▶ PASSAGE PROVIDED:
┌────────
On January 23, 2017, the inspectors observed a crew of licensed operators in the plants

simulator during licensed operator requalification training. The inspectors verified that

operator performance was adequate, evaluators were identifying and documenting crew

performance problems, and that training was being conducted in accordance with

licensee procedures. The inspectors evaluated the following areas:

  • licensed operator performance;
  • crews clarity and formality of communications;
  • ability to take timely actions in the conservative direction;
  • prioritization, interpretation, and verification of annunciator alarms;
  • correct use and implementation of abnormal and emergency procedures;
  • control board manipulations;
  • oversight and direction from supervisors; and
  • ability to identify and implement appropriate TS actions and Emergency Plan

(EP) actions and notifications.

The crews performance in these areas was compared to pre-established operator action

expectations and successful critical task completion requirements. Documents reviewed

are listed in the Attachment to this report.

This inspection constituted one quarterly licensed operator requalification program

simulator sample as defined in IP 71111.11-05.

b. Findings

No findings were identified.

.2 Resident Inspector Quarterly Observation During Periods of Heightened Activity or Risk

(71111.11Q)

a. Inspection Scope

On March 4 and 5, 2017, the inspectors observed the shutdown of Perry and entry into

RFO16. This was an activity that required heightened awareness or was related to

increased risk. The inspectors evaluated the following areas:

  • licensed operator performance;
  • crews clarity and formality of communications;
  • ability to take timely actions in the conservative direction;
  • prioritization, interpretation, and verification of annunciator alarms (if applicable);
  • correct use and implementation of procedures;
  • control board (or equipment) manipulations;
  • oversight and direction from supervisors; and
  • ability to identify and implement appropriate TS actions and EP actions and

notifications (if applicable).
└────────
▶ EXERCISE 1:
Reproduce the entries as a numbered list, from the line containing "Thank you for the photo above. Could you indicate the deck" through the final line of the entries, omitting blank lines.
The inspection report and the entries are drawn from unrelated sources.

▶ MATERIAL SUPPLIED:
┌────────
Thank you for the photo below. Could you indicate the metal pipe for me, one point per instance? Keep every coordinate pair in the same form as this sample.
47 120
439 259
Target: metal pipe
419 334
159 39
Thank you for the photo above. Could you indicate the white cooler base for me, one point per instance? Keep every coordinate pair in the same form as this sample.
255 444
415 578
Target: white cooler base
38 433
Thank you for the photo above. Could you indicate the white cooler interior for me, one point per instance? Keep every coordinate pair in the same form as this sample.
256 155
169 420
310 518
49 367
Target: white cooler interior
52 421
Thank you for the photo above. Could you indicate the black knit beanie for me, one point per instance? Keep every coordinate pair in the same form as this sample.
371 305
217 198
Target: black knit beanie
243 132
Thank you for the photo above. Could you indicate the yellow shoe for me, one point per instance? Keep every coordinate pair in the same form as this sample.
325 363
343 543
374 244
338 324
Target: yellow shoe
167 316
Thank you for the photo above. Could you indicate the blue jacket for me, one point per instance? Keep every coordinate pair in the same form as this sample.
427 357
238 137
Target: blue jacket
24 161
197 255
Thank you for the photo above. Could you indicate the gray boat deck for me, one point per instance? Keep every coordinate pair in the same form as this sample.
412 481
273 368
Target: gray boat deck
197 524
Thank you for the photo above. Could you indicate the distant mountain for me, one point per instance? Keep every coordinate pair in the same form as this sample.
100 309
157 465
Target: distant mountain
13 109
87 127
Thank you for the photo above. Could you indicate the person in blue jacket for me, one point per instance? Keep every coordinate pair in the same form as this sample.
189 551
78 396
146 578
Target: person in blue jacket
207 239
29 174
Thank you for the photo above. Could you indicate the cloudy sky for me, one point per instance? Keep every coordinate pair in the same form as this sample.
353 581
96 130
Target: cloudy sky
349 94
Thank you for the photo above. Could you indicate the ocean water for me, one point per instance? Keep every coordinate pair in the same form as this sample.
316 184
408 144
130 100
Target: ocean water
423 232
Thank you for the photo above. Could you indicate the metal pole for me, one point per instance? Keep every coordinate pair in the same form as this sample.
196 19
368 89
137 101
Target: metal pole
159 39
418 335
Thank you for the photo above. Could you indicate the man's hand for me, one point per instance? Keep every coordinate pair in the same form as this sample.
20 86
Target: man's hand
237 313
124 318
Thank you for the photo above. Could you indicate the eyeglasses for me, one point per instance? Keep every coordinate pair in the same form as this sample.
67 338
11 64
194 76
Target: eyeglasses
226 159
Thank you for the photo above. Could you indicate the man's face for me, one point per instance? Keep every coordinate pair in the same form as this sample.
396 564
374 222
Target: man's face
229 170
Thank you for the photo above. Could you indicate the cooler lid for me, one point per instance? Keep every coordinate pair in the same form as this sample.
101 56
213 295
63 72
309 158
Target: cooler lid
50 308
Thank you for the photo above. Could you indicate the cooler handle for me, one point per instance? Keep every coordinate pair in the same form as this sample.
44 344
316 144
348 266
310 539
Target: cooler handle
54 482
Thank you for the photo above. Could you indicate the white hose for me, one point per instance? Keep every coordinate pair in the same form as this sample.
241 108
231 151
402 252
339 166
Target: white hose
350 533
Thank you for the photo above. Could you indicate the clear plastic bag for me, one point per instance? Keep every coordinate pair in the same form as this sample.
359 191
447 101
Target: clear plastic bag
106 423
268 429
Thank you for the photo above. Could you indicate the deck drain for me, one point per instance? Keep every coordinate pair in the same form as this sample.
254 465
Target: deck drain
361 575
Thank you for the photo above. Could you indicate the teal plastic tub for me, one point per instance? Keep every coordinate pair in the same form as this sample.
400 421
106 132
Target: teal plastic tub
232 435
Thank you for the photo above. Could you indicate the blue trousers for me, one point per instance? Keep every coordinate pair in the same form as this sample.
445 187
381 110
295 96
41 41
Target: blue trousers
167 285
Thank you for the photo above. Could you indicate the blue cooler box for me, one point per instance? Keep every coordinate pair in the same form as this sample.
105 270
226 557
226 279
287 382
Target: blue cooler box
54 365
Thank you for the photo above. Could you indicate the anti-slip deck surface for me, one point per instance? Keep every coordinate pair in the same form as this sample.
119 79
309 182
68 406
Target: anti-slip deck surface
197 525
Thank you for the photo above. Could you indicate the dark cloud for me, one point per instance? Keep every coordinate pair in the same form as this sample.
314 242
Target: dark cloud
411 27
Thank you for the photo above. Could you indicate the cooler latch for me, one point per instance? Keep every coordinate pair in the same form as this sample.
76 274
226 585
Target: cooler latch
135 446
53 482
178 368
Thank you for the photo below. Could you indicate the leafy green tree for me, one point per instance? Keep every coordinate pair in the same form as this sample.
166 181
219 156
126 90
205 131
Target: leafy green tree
└────────
▶ EXERCISE 2:
Using the inspection report, answer the following:
(a) On what date did the inspectors observe a crew of licensed operators in the simulator?
(b) What activity did the inspectors observe on March 4 and 5, 2017?
(c) Under which inspection procedure is the quarterly licensed operator requalification program simulator sample defined?

▶ COMPLETE ANSWER 1:
1. Thank you for the photo above. Could you indicate the deck drain for me, one point per instance? Keep every coordinate pair in the same form as this sample.
2. 254 465
3. Target: deck drain
4. 361 575
5. Thank you for the photo above. Could you indicate the teal plastic tub for me, one point per instance? Keep every coordinate pair in the same form as this sample.
6. 400 421
7. 106 132
8. Target: teal plastic tub
9. 232 435
10. Thank you for the photo above. Could you indicate the blue trousers for me, one point per instance? Keep every coordinate pair in the same form as this sample.
11. 445 187
12. 381 110
13. 295 96
14. 41 41
15. Target: blue trousers
16. 167 285
17. Thank you for the photo above. Could you indicate the blue cooler box for me, one point per instance? Keep every coordinate pair in the same form as this sample.
18. 105 270
19. 226 557
20. 226 279
21. 287 382
22. Target: blue cooler box
23. 54 365
24. Thank you for the photo above. Could you indicate the anti-slip deck surface for me, one point per instance? Keep every coordinate pair in the same form as this sample.
25. 119 79
26. 309 182
27. 68 406
28. Target: anti-slip deck surface
29. 197 525
30. Thank you for the photo above. Could you indicate the dark cloud for me, one point per instance? Keep every coordinate pair in the same form as this sample.
31. 314 242
32. Target: dark cloud
33. 411 27
34. Thank you for the photo above. Could you indicate the cooler latch for me, one point per instance? Keep every coordinate pair in the same form as this sample.
35. 76 274
36. 226 585
37. Target: cooler latch
38. 135 446
39. 53 482
40. 178 368
41. Thank you for the photo below. Could you indicate the leafy green tree for me, one point per instance? Keep every coordinate pair in the same form as this sample.
42. 166 181
43. 219 156
44. 126 90
45. 205 131
46. Target: leafy green tree

▶ COMPLETE ANSWER 2:
(a) January 23, 2017
(b) The shutdown of Perry and entry into RFO16
(c) IP 71111.11-05